━━━ Provided information ━━━
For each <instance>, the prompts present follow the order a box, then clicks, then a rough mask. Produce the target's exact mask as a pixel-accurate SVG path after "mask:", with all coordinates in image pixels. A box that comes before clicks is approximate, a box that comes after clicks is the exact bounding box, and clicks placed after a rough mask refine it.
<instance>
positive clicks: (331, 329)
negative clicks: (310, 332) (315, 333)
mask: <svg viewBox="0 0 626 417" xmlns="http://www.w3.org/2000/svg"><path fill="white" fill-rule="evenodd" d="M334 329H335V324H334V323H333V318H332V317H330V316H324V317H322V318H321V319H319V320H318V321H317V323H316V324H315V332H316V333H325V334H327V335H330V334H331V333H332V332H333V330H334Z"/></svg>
━━━
━━━ Provided information ━━━
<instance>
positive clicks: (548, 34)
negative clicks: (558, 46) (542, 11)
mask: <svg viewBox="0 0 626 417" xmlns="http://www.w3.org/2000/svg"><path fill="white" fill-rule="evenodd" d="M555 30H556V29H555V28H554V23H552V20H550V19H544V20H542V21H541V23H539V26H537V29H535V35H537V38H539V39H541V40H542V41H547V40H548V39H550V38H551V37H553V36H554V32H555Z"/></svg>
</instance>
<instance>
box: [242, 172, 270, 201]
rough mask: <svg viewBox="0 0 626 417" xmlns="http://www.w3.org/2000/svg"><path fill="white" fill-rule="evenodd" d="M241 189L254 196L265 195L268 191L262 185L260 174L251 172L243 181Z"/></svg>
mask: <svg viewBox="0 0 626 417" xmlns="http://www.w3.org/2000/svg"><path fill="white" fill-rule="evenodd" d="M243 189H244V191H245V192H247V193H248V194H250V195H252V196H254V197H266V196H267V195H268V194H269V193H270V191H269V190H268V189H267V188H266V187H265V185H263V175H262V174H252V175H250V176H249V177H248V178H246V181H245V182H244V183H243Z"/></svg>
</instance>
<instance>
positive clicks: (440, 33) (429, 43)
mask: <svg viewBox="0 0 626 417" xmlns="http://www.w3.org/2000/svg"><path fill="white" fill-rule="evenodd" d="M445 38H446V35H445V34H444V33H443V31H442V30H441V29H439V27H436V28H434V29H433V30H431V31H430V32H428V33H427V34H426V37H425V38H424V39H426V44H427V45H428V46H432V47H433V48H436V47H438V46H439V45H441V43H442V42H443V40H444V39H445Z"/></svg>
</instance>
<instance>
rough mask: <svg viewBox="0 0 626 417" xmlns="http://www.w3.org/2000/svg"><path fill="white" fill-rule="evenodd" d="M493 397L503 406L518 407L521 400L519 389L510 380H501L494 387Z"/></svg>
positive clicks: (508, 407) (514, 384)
━━━
_Task goal_. Your task is to restate, word for word, only those lines above that fall between the line holding "189L254 196L265 195L268" and the line holding "positive clicks: (508, 407) (514, 384)", inclusive.

_Answer space_.
rough mask: <svg viewBox="0 0 626 417" xmlns="http://www.w3.org/2000/svg"><path fill="white" fill-rule="evenodd" d="M241 189L254 196L265 195L268 191L262 185L260 174L251 172L243 181Z"/></svg>
mask: <svg viewBox="0 0 626 417" xmlns="http://www.w3.org/2000/svg"><path fill="white" fill-rule="evenodd" d="M243 189H244V191H245V192H247V193H248V194H250V195H252V196H254V197H266V196H267V195H268V194H269V193H270V191H269V190H268V189H267V188H266V187H265V185H263V175H262V174H252V175H250V176H249V177H248V178H246V181H245V182H244V183H243Z"/></svg>
</instance>
<instance>
positive clicks: (440, 33) (429, 43)
mask: <svg viewBox="0 0 626 417" xmlns="http://www.w3.org/2000/svg"><path fill="white" fill-rule="evenodd" d="M445 38H446V35H445V34H444V33H443V31H442V30H441V29H439V27H436V28H434V29H433V30H431V31H430V32H428V33H427V34H426V37H425V38H424V39H426V44H427V45H428V46H432V47H433V48H436V47H438V46H439V45H441V43H442V42H443V40H444V39H445Z"/></svg>
</instance>
<instance>
rough mask: <svg viewBox="0 0 626 417" xmlns="http://www.w3.org/2000/svg"><path fill="white" fill-rule="evenodd" d="M493 397L503 406L518 407L521 400L519 389L510 380H501L494 387Z"/></svg>
positive clicks: (508, 407) (514, 384)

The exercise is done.